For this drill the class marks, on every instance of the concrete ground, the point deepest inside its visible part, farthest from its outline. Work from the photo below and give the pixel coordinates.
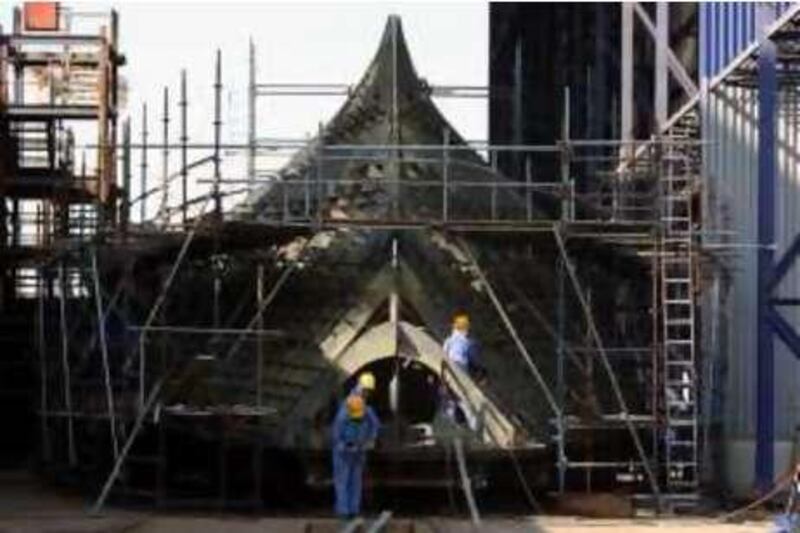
(26, 507)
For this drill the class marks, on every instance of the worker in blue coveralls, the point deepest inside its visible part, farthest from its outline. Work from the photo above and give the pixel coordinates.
(355, 429)
(461, 351)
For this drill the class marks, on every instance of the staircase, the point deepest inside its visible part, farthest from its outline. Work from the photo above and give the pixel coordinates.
(678, 371)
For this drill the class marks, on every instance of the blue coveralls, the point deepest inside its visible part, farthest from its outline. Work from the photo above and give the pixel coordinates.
(350, 438)
(460, 351)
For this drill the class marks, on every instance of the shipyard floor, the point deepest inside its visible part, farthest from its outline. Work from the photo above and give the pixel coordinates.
(26, 505)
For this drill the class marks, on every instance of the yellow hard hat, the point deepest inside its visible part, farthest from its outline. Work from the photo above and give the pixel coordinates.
(461, 321)
(355, 407)
(367, 381)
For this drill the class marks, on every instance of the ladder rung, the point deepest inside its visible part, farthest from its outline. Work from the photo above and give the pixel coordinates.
(681, 423)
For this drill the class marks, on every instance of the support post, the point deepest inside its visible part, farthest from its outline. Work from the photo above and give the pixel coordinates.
(217, 136)
(43, 381)
(101, 332)
(184, 104)
(446, 175)
(125, 208)
(661, 72)
(466, 484)
(765, 367)
(258, 451)
(163, 208)
(565, 157)
(65, 367)
(143, 163)
(320, 175)
(595, 334)
(561, 388)
(626, 84)
(251, 118)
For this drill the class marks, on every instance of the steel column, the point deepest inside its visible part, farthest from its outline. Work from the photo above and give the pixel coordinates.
(765, 366)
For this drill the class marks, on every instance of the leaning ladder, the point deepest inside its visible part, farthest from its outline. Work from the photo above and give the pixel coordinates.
(679, 375)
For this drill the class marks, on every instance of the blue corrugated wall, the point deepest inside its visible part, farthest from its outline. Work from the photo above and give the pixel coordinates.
(726, 29)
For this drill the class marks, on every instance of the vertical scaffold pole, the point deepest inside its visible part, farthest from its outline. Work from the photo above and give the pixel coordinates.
(163, 208)
(565, 157)
(445, 175)
(251, 118)
(217, 136)
(257, 466)
(42, 345)
(67, 382)
(184, 104)
(125, 208)
(101, 332)
(143, 164)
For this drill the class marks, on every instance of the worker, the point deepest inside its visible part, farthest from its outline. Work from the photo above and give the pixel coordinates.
(365, 386)
(355, 429)
(461, 351)
(459, 347)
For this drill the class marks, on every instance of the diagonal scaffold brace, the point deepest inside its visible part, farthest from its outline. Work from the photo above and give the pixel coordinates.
(595, 334)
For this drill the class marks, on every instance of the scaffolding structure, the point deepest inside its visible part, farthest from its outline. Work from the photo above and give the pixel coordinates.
(127, 328)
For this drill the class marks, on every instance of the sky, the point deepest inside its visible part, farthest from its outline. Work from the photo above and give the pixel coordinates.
(329, 42)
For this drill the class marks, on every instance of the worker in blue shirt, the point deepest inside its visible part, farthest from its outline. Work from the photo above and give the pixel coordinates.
(461, 351)
(355, 429)
(459, 347)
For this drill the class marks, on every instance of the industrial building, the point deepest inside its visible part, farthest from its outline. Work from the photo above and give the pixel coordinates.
(624, 240)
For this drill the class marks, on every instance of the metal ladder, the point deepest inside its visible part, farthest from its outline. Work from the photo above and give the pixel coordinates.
(679, 371)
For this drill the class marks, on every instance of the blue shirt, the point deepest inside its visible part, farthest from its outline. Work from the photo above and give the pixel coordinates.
(351, 433)
(460, 349)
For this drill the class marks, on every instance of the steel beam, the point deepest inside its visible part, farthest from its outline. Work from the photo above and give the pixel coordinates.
(626, 91)
(674, 64)
(765, 367)
(787, 260)
(785, 331)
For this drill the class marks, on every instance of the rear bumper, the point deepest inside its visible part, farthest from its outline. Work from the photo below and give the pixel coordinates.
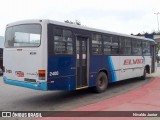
(36, 86)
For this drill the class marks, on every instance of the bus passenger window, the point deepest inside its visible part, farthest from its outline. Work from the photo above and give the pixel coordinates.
(62, 41)
(96, 44)
(146, 48)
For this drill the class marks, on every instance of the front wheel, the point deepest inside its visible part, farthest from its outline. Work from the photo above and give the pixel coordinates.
(101, 83)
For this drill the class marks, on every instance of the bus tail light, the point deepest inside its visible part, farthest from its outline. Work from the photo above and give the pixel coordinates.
(41, 74)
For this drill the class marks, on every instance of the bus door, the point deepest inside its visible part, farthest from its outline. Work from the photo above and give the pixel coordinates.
(82, 53)
(153, 58)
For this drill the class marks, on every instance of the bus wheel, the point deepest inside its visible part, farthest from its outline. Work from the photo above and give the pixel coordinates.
(144, 74)
(101, 83)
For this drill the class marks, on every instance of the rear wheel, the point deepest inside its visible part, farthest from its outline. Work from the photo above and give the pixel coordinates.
(101, 83)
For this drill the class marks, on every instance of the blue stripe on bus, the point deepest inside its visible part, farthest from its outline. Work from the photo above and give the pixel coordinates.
(111, 67)
(36, 86)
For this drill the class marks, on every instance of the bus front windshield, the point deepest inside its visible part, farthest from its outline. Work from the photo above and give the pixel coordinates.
(28, 35)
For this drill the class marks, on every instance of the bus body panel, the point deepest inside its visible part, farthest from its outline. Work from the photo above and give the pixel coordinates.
(62, 72)
(22, 63)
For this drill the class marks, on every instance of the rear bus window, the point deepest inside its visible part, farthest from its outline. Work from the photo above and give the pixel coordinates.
(62, 41)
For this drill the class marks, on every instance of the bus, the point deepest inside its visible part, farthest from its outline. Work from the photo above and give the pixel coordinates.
(51, 55)
(1, 61)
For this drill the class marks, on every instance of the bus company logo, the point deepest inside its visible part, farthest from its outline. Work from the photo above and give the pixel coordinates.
(132, 61)
(6, 114)
(19, 74)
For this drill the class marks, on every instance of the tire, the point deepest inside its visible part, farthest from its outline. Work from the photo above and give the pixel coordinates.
(144, 74)
(101, 83)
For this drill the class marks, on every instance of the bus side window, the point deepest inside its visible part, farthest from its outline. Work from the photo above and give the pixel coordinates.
(96, 44)
(125, 46)
(146, 48)
(136, 47)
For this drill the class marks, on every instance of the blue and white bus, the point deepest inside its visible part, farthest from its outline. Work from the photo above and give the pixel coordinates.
(50, 55)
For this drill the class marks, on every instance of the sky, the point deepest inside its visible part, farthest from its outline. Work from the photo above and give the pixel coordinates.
(122, 16)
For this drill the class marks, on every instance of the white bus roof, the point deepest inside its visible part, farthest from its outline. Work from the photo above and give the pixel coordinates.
(75, 26)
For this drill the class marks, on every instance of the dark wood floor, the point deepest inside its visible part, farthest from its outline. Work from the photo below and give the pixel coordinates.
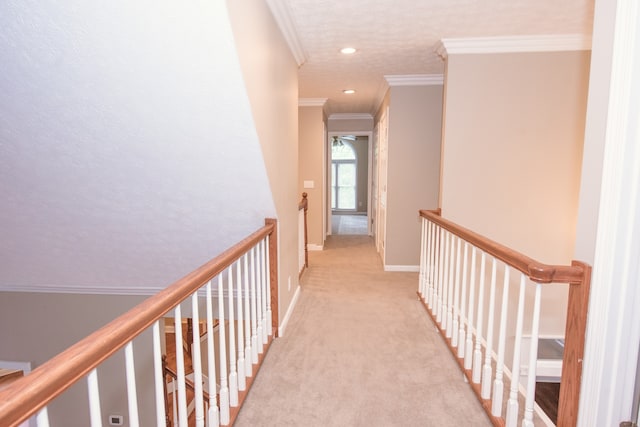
(547, 395)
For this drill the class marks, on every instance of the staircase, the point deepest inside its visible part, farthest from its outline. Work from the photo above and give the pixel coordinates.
(170, 366)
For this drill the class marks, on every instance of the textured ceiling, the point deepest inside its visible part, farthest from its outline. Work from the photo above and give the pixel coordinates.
(398, 37)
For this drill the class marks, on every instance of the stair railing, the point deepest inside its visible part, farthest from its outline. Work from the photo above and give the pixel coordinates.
(464, 283)
(239, 288)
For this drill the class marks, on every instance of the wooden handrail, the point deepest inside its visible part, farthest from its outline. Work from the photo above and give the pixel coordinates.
(26, 396)
(577, 275)
(304, 204)
(537, 271)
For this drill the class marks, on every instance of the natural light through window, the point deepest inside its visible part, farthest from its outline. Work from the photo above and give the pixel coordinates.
(343, 176)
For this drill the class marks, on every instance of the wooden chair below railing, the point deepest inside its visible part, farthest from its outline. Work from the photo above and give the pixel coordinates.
(459, 285)
(238, 289)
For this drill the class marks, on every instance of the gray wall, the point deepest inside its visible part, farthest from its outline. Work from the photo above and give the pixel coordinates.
(413, 180)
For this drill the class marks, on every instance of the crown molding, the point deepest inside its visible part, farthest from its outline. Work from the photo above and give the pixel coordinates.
(282, 14)
(414, 79)
(312, 102)
(513, 44)
(350, 116)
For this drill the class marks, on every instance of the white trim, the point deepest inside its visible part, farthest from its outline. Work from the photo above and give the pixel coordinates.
(613, 328)
(512, 44)
(312, 102)
(414, 79)
(350, 116)
(282, 14)
(285, 320)
(409, 268)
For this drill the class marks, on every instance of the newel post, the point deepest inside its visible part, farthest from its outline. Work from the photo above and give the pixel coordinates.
(273, 272)
(574, 348)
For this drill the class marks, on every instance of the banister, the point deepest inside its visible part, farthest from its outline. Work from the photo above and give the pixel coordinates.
(537, 271)
(29, 394)
(577, 275)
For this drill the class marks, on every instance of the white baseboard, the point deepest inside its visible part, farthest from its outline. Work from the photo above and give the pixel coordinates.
(287, 316)
(409, 268)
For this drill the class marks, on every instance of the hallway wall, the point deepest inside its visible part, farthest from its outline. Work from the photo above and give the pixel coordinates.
(271, 77)
(413, 173)
(312, 159)
(513, 135)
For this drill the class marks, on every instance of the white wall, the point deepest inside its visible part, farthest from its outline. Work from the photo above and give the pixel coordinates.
(128, 151)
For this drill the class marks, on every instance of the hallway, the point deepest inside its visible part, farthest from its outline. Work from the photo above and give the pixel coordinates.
(359, 350)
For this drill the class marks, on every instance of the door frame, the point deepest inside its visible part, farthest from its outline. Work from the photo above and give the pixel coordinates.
(327, 184)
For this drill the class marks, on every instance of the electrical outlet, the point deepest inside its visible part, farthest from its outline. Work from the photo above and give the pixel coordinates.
(116, 420)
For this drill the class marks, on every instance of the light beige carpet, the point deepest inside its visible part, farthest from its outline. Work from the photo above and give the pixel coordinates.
(359, 350)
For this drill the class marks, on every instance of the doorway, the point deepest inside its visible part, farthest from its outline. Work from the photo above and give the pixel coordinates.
(349, 183)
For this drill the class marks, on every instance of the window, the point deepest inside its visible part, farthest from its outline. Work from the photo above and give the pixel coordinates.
(343, 176)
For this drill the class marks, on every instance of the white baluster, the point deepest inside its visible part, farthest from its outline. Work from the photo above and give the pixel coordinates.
(429, 276)
(42, 417)
(265, 294)
(432, 266)
(463, 305)
(174, 400)
(477, 353)
(456, 304)
(94, 399)
(158, 375)
(197, 362)
(512, 404)
(248, 366)
(487, 370)
(450, 285)
(242, 381)
(182, 388)
(233, 376)
(468, 355)
(132, 395)
(422, 254)
(267, 269)
(445, 283)
(213, 418)
(222, 357)
(259, 296)
(440, 274)
(498, 384)
(533, 358)
(254, 303)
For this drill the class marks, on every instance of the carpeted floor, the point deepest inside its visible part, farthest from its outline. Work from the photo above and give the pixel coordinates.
(359, 350)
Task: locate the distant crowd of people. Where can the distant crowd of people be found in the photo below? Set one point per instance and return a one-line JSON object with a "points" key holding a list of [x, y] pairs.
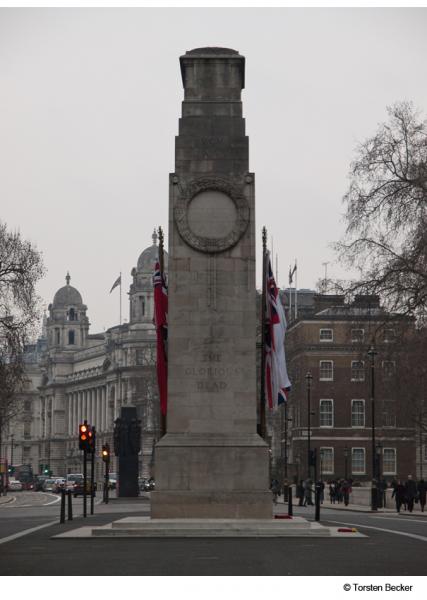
{"points": [[406, 494], [409, 493]]}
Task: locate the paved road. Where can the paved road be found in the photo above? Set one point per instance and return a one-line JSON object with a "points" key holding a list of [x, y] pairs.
{"points": [[394, 546]]}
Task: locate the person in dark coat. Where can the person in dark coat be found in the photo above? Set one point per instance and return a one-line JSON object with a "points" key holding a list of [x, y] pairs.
{"points": [[421, 489], [346, 491], [307, 493], [399, 495], [300, 493], [411, 492]]}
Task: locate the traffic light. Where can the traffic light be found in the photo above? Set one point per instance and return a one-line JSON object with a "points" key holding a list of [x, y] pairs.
{"points": [[105, 453], [91, 439], [84, 436]]}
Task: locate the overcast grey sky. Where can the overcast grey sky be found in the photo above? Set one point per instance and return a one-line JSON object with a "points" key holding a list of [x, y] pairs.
{"points": [[89, 107]]}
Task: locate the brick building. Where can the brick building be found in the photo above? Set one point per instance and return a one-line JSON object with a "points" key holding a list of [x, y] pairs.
{"points": [[330, 340]]}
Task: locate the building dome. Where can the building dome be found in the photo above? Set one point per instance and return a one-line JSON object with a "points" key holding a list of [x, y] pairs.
{"points": [[67, 295], [149, 257]]}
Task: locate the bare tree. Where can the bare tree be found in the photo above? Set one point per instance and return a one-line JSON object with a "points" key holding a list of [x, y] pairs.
{"points": [[386, 235], [21, 267]]}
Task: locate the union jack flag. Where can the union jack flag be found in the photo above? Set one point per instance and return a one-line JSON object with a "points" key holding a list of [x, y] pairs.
{"points": [[161, 324], [277, 384]]}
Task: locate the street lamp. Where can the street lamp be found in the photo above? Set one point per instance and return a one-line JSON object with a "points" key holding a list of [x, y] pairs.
{"points": [[309, 379], [374, 500], [345, 462]]}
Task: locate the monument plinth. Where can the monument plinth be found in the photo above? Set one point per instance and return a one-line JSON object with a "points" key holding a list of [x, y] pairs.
{"points": [[211, 463]]}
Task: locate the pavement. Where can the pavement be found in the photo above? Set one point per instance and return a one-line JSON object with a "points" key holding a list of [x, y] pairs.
{"points": [[282, 507]]}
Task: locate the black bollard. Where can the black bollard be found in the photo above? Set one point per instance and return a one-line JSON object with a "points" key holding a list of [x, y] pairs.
{"points": [[317, 495], [70, 505], [290, 507], [62, 515]]}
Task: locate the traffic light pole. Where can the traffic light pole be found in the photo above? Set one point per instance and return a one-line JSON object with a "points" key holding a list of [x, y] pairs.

#### Prompt:
What is needed is an exact printout of every line from the one with "Task: locate the union" through the end of the data, including both, and nothing more.

#### Answer to the exercise:
Task: locate the union jack flag. Where can the union jack flag be found in the photo above? Set one point per instance and return a one-line JSON object with a "points" key holding a list of [x, y] pairs.
{"points": [[161, 324], [277, 384]]}
Task: locate the street lamp. Where can the street lamp be found in the photo above? Set one point per instance and return a one-line JSON object with a "points" key holding a list of [x, y] pairs.
{"points": [[309, 379], [374, 500], [345, 462]]}
Task: locate the monument plinth. Where can the monument plinth be found in the photo above? Set one point per instance and return a one-line JSON object with a "points" key holding a list of [x, y] pairs.
{"points": [[211, 463]]}
Task: locate the pavement. Where can the pavement be found in the photo above? Set one point per instance and return a one-line JSON object with a "points" key holding a list of [x, y] pairs.
{"points": [[282, 507]]}
Task: locate the black bollard. Where can the black bollard be found in the photo above? Set one point per instance and return a one-line JSON object with a "points" key holding a list of [x, y] pairs.
{"points": [[317, 495], [70, 505], [290, 507], [62, 515]]}
Task: locate the traffic light pole. Where can the traffic light pole be found in the photo above? Set one point per instance and return a one-line JSON object with a "points" key holding a list of [x, y] pairs.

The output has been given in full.